What you should do →
Set down each entry as it stands. Skip the pictures.

BEGIN Given data

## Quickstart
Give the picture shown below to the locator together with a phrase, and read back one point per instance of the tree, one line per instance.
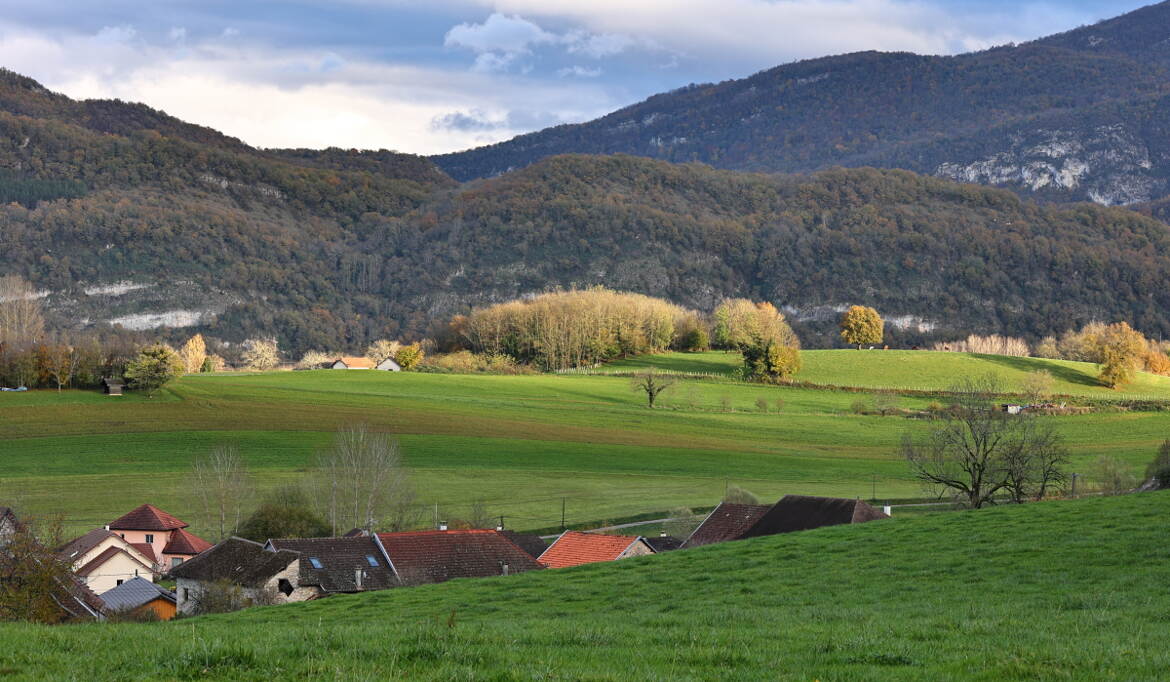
(21, 322)
(1037, 386)
(153, 367)
(261, 355)
(408, 357)
(224, 487)
(1158, 472)
(382, 350)
(976, 450)
(193, 353)
(1122, 351)
(652, 383)
(284, 514)
(771, 362)
(362, 479)
(861, 325)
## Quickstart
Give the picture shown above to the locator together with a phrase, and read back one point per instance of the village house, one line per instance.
(434, 556)
(575, 548)
(238, 571)
(335, 565)
(140, 597)
(159, 535)
(792, 512)
(103, 559)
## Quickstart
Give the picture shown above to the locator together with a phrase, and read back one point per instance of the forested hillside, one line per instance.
(1078, 116)
(336, 248)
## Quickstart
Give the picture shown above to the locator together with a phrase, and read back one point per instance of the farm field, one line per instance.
(834, 604)
(523, 445)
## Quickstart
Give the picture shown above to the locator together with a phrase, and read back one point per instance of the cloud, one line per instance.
(579, 71)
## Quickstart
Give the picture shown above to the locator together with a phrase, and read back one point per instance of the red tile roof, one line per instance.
(575, 548)
(186, 544)
(148, 517)
(435, 556)
(727, 522)
(101, 559)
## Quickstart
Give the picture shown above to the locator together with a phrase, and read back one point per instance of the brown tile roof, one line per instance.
(105, 556)
(575, 548)
(148, 517)
(80, 545)
(725, 522)
(441, 555)
(238, 560)
(186, 544)
(796, 512)
(339, 559)
(532, 544)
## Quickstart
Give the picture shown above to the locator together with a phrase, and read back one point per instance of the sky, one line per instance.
(434, 76)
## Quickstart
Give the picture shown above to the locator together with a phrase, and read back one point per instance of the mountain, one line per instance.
(140, 220)
(1076, 116)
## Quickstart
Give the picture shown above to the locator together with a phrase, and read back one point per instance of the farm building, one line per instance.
(336, 565)
(160, 535)
(138, 597)
(255, 574)
(434, 556)
(575, 548)
(103, 559)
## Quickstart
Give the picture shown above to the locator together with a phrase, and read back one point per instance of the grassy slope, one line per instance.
(1052, 591)
(522, 443)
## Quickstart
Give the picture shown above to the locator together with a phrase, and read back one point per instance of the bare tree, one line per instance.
(653, 384)
(976, 450)
(224, 487)
(21, 322)
(363, 480)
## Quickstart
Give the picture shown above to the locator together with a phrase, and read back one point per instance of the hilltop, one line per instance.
(1076, 116)
(844, 603)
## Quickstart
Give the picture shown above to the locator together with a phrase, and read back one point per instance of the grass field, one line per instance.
(1051, 591)
(524, 445)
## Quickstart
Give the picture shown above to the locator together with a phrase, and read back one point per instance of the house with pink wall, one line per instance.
(159, 535)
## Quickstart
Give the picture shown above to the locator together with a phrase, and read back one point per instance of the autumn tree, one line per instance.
(153, 367)
(193, 353)
(861, 325)
(653, 384)
(1121, 350)
(222, 483)
(410, 357)
(976, 450)
(261, 355)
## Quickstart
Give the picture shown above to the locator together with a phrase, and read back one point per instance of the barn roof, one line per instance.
(148, 517)
(185, 543)
(236, 560)
(575, 548)
(339, 559)
(796, 512)
(441, 555)
(725, 522)
(133, 593)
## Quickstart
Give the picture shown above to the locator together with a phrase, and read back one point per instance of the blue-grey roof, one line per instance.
(133, 593)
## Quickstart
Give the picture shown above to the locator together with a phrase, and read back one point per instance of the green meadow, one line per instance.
(1048, 591)
(528, 446)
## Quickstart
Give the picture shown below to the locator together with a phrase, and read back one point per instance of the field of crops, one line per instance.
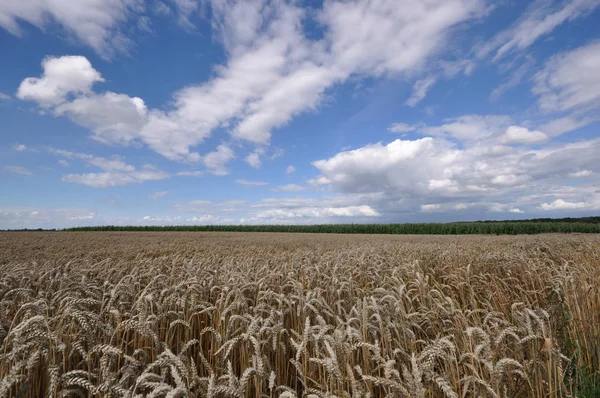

END Given data

Task solution →
## Quickstart
Give the picture shown below to the locator together with a phrase, and read back one point per instance of the tree, one line per instance.
(21, 322)
(1037, 386)
(153, 367)
(261, 355)
(408, 357)
(224, 487)
(1158, 472)
(382, 350)
(976, 450)
(193, 353)
(1122, 351)
(652, 383)
(284, 514)
(771, 362)
(362, 479)
(861, 325)
## Quickstart
Give the picture shown above to the locator together with a phrase, and read back one point per instance of the village house, one line per instance.
(434, 556)
(575, 548)
(238, 571)
(335, 565)
(140, 597)
(159, 535)
(792, 512)
(103, 559)
## Quickstart
Give the picture shown above to the locator together with a phrase, and read back one point per instance of the forested hillside, one line per instance.
(1078, 116)
(336, 248)
## Quickstart
Give the picture shown above to the locator together with a phrase, and read back one point per instance of the farm field, one line per instance.
(834, 604)
(523, 445)
## Quickstart
Give the picture shown above to the locator together with a phrase, and read back one point per instance of the cloud, one line per instance.
(579, 71)
## Quickstart
Give the picture shown above to the locator together with a phrase, and read back one point per instance of the red tile roof, one line per instance.
(575, 548)
(186, 544)
(148, 517)
(435, 556)
(727, 522)
(101, 559)
## Quickstart
Give the picture shown above to the locator together with a phrase, and read back one point per instance of the brown tile roof, one line per instance.
(105, 556)
(575, 548)
(148, 517)
(80, 545)
(725, 522)
(441, 555)
(238, 560)
(186, 544)
(796, 512)
(339, 559)
(532, 544)
## Quickstart
Give the picture shown above to the locator together with a phrase, and read back one point per instance of the sky, one line per instance.
(434, 76)
## Quickstart
Give the picture shown above to the locator together with a phrase, and read back one point per instance of the mountain, one line per instance.
(140, 220)
(1076, 116)
## Quickstart
Give the picture shown above to the locator together with a phrase, and read back one point per instance of the farm building, one line per instance.
(336, 565)
(160, 535)
(138, 597)
(255, 574)
(434, 556)
(575, 548)
(103, 559)
## Quickstart
Give the picture shown above to the locator together with a phrase, and read back one point per instance of the grassy slope, one line per instance.
(1052, 591)
(522, 443)
## Quickstart
Give the picture shown above to the locator together with a phrase, and read back one point per instance of the bare tree, one line per instance.
(653, 384)
(976, 450)
(224, 487)
(21, 322)
(363, 480)
## Quickstart
Give the picture shown above to the locator together with a phrase, and read back one point per instance of the hilltop, one line per instance.
(1076, 116)
(844, 603)
## Quickstart
Give the picture shown above to the locator together with a phrase, and read back one point per instance of the grass field, one line per instance.
(1051, 591)
(524, 445)
## Quickstart
Give the picture shown above to the locator together with a phrase, and read back one point per instance of the house with pink wall, one line per instance.
(159, 535)
## Quickstart
Give the picture shown above to the locator together with a phrase, and read back one point per instance of the autumn tree, one line per instance.
(153, 367)
(193, 353)
(861, 325)
(653, 384)
(1121, 350)
(222, 483)
(410, 357)
(976, 450)
(261, 355)
## Quickstart
Give the picture shown above to the locator together with a phrase, and read back one point per instance of the barn roof, one line per instance.
(148, 517)
(185, 543)
(236, 560)
(575, 548)
(339, 559)
(796, 512)
(441, 555)
(725, 522)
(133, 593)
## Quickstart
Give the picture shown above to the locator together with a phrase, and read back one point per instance of the blue-grey roof, one line per instance.
(133, 593)
## Quickstart
Give the picture shown above to the locator together with a phrase, and read back one point per instance of the green meadow, one line per instance.
(1048, 591)
(528, 446)
## Quickstart
Give the picture shown below to the locator together with a phrase, and read back one point per instance of the field of crops, one line per instance.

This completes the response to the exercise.